------ EXTRAIT DU DOCUMENT ------

Finalement, tel le titre d’un reportage que Marcel Trillat et son équipe avaient réalisé bénévolement pour le Front de gauche lors des élections présidentielles de 2012, c’est à «  Rêver le travail  » (**) que nous invitent ces films. «  Que vous apporte votre travail  ?  », «  Qu’en attendez-vous  ?  », «  L’aimez-vous  ?  », voici les questions que le journaliste a posées à un ouvrier de la métallurgie en Savoie, un juge à Bézier, une caissière de supermarché à Albertville, un jardinier à Paris, une chômeuse à Vitry… récoltant les témoignages touchants de celles et ceux qui aiment leur «  belle ouvrage  » tout en déplorant, déjà à l’époque, la dégradation de leurs différents corps de métier.

Plein-emploi ou pleine activité  ? Pour une vision du travail au-delà de l’emploi

À la fin de «  Rêver le travail  », Marcel Trillat regrette que le travail ait été le grand absent des débats politiques de la campagne présidentielle de 2012 (qui l’ont remplacé par des discours sans fin sur l’emploi) et suggère de réinjecter la fierté du travail au sein la politique. C’est également sur ce constat que se terminent «  Un monde sans travail  » et les épisodes de #Datagueule mentionnés ci-dessus, entrant en écho avec les témoignages enthousiasmants de porteurs et porteuses de projets positifs réunis au sein de film «  Artistes de la vie  » (2019). Réalisé par l’association «  On passe à l’acte  », ce recueil d’entretiens invite à réfléchir aux valeurs que l’on accorde au travail, au-delà du simple emploi. Car si les deux mots sont utilisés de façon interchangeable dans le langage courant, se référant à la façon dont nous gagnons notre vie, leur sens profond est en réalité très différent, l’emploi n’étant qu’une forme de travail très spécifique, effectué en échange d’un salaire. Le changement de terminologie proposé par le président Macron, faisant glisser «  Pôle Emploi  » vers «  France Travail  » ne relève donc pas seulement d’une stratégie de communication, il témoigne d’une vision politique qui ne distingue plus les deux termes et qui affirme qu’en dehors de l’emploi, il n’y aurait peut-être point de salut, point de travail reconnu… et point d’existence non plus.

------ SEGMENT DE DONNÉES ------

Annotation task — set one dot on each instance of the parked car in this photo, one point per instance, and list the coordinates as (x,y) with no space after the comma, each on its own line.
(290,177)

------

TRAVAIL À FAIRE:
[1] Modifiez l'extrait sur le travail et l'emploi en commençant par « Finalement, tel le » et en allant jusqu'à « corps de métier. ». Recopiez ce passage en y remplaçant « journaliste » par « documentariste ».
[2] Prolongez l'extrait sur le travail et l'emploi à partir de sa dernière phrase.

RÉSULTATS ATTENDUS:
[1]
Finalement, tel le titre d’un reportage que Marcel Trillat et son équipe avaient réalisé bénévolement pour le Front de gauche lors des élections présidentielles de 2012, c’est à «  Rêver le travail  » (**) que nous invitent ces films. «  Que vous apporte votre travail  ?  », «  Qu’en attendez-vous  ?  », «  L’aimez-vous  ?  », voici les questions que le documentariste a posées à un ouvrier de la métallurgie en Savoie, un juge à Bézier, une caissière de supermarché à Albertville, un jardinier à Paris, une chômeuse à Vitry… récoltant les témoignages touchants de celles et ceux qui aiment leur «  belle ouvrage  » tout en déplorant, déjà à l’époque, la dégradation de leurs différents corps de métier.

[2]
À l’inverse, les films réunis dans le chemin «  Travailler  » de notre nouvelle Base TESSA s’intéressent à la façon dont l’ESS redonne au travail son sens plus large d’activité et comment elle prend en compte l’impact de ces initiatives porteuses qui invitent à interroger le mythe du plein-emploi à l’aune du concept de la pleine activité. Car il est possible de travailler sans avoir pour autant un emploi, tout comme ce travail peut être utile à la société sans pour autant être rémunéré, être «  récompensé  » par un salaire. Et à l’image d’«  Artistes de la vie  », des films témoignent de cette recherche fondamentale d’un travail qui aurait un sens, afin de se sentir à sa place et de contribuer au bien commun. Des visions qui vont à contre-courant des réformes en cours ponctuées d’offres «  raisonnables  » impossibles à refuser, d’allocations chômage conditionnées à la recherche d’un emploi considéré comme seule source de subsistance incontournable – en bref, un emploi à tout prix, quel qu’il soit et quoi qu’il en coûte.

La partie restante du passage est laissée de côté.